EXTRACTED DATA

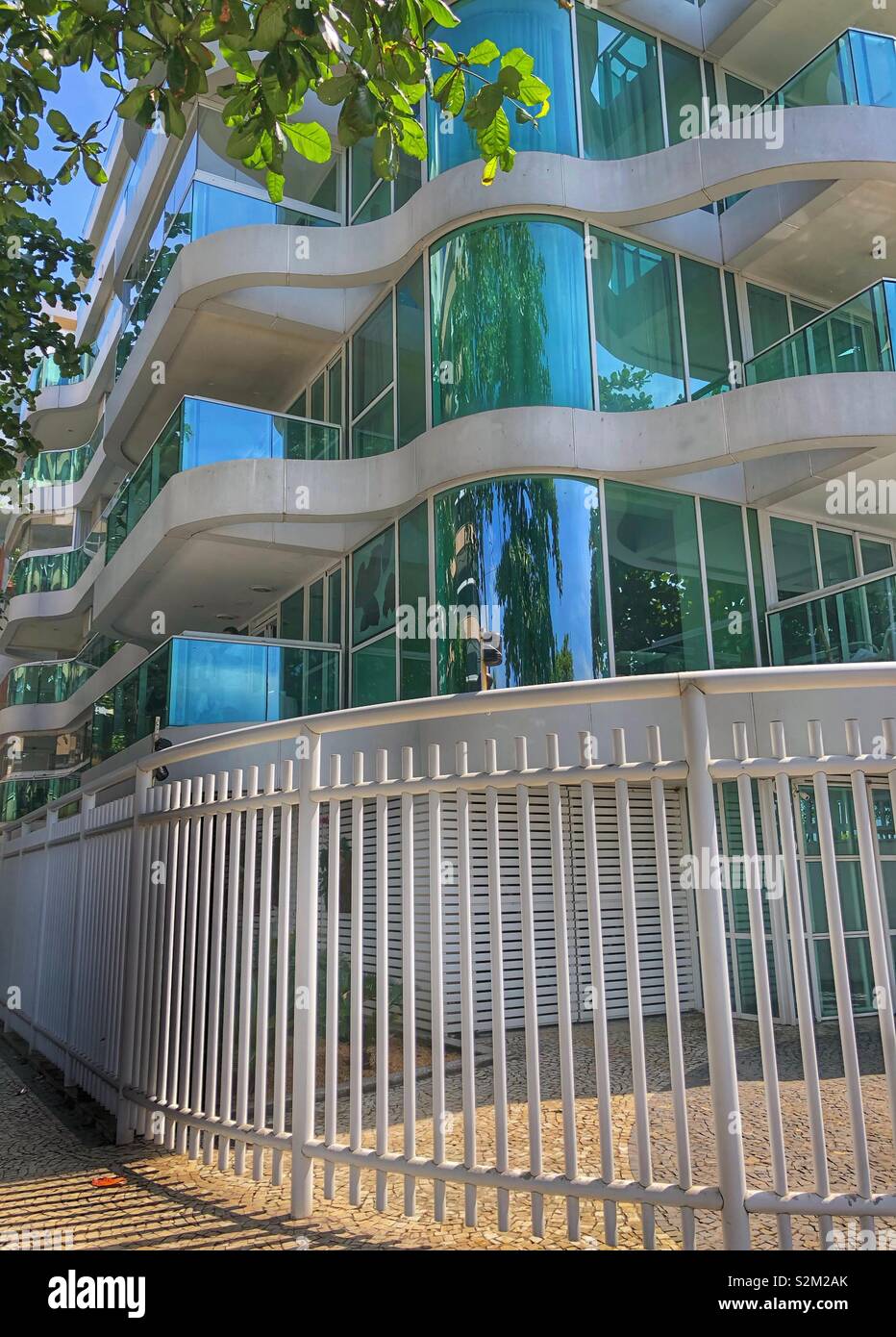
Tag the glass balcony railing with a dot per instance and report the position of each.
(188, 681)
(854, 337)
(858, 69)
(852, 623)
(19, 797)
(207, 432)
(48, 372)
(50, 571)
(62, 466)
(215, 681)
(55, 679)
(203, 210)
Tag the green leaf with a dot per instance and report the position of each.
(496, 138)
(271, 24)
(131, 106)
(533, 89)
(481, 109)
(385, 155)
(93, 170)
(439, 11)
(483, 54)
(412, 138)
(518, 59)
(310, 139)
(336, 89)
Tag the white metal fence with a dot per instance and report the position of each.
(412, 970)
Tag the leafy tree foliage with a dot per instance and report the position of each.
(370, 58)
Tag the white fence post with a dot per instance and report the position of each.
(135, 892)
(713, 962)
(306, 980)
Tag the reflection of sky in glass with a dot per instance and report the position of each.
(569, 583)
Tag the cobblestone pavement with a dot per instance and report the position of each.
(168, 1202)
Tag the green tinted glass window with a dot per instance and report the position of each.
(316, 410)
(876, 555)
(524, 552)
(334, 393)
(292, 617)
(373, 672)
(371, 357)
(759, 582)
(640, 360)
(315, 610)
(509, 317)
(684, 92)
(334, 607)
(704, 324)
(411, 355)
(656, 592)
(769, 319)
(374, 434)
(731, 616)
(795, 565)
(837, 556)
(412, 589)
(373, 587)
(618, 83)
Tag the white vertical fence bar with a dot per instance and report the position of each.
(306, 979)
(713, 957)
(881, 948)
(199, 795)
(409, 983)
(587, 756)
(467, 1042)
(496, 956)
(231, 964)
(634, 987)
(436, 980)
(332, 1056)
(263, 973)
(563, 988)
(382, 977)
(670, 984)
(840, 969)
(762, 986)
(246, 963)
(529, 984)
(215, 967)
(137, 892)
(802, 979)
(201, 1000)
(282, 1005)
(357, 970)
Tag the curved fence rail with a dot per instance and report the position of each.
(469, 987)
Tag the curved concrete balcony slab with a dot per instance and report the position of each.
(61, 714)
(253, 519)
(50, 619)
(819, 143)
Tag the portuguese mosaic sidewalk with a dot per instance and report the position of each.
(48, 1158)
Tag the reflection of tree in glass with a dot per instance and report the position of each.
(494, 321)
(374, 593)
(524, 517)
(624, 391)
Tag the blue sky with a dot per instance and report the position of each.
(83, 99)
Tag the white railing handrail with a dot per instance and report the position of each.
(714, 682)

ACTION ITEM
All of the material above is to be copied exactly, with no pictures.

RESULT OF THIS EXERCISE
Tag the glass balcony railing with a dot per instance and report the position of each.
(188, 681)
(854, 337)
(858, 69)
(852, 623)
(19, 797)
(207, 432)
(48, 372)
(50, 571)
(62, 466)
(215, 681)
(55, 679)
(203, 210)
Tag the green leaf with a dot per instance and report the position of each.
(496, 138)
(271, 24)
(131, 106)
(533, 89)
(481, 109)
(385, 155)
(93, 170)
(439, 11)
(483, 54)
(412, 138)
(518, 59)
(310, 139)
(336, 89)
Tag the white metal fence with a dot per instance and report the position of each.
(412, 970)
Tag the leafy tree foliage with a dot per instance and report the position of each.
(370, 58)
Tag the white fence post with a dot per instance and report the position of each.
(135, 892)
(713, 962)
(306, 980)
Tag the reflection of sky in glass with a dot per instance and report the position of each.
(569, 583)
Tag the cobblestone pavement with a dot per instance and report the position of each.
(168, 1202)
Tag the green tinted glass window with a dot per instance and report the position of each.
(316, 410)
(876, 555)
(524, 552)
(334, 393)
(292, 617)
(373, 672)
(371, 357)
(759, 582)
(640, 360)
(315, 610)
(509, 317)
(684, 92)
(334, 607)
(704, 324)
(411, 355)
(656, 592)
(769, 319)
(374, 434)
(731, 616)
(795, 565)
(837, 556)
(412, 589)
(373, 587)
(618, 83)
Tag the white vertical fence bar with a dot per instance and report the position of each.
(306, 979)
(713, 957)
(881, 948)
(199, 795)
(409, 983)
(587, 756)
(467, 1042)
(496, 956)
(231, 964)
(634, 987)
(436, 980)
(332, 1056)
(263, 973)
(563, 988)
(382, 977)
(670, 984)
(840, 969)
(762, 986)
(246, 963)
(529, 984)
(215, 967)
(137, 892)
(802, 979)
(201, 1000)
(282, 1005)
(357, 970)
Tag the curved fence rail with a dot per instance and report the position of each.
(469, 987)
Tag the curved concrete balcony slab with a dot per instance and report the position of each.
(61, 714)
(253, 519)
(50, 619)
(819, 143)
Tag the portuguese mosaic sidewalk with a dot per instance and report the position of each.
(48, 1158)
Tag the reflection of tree in glass with a dot per instance and report the position of each.
(494, 321)
(374, 593)
(524, 517)
(624, 391)
Tag the blue sky with a dot per instance and report the position of each.
(83, 99)
Tag the white railing handrail with a dot per instance and report the position of each.
(714, 682)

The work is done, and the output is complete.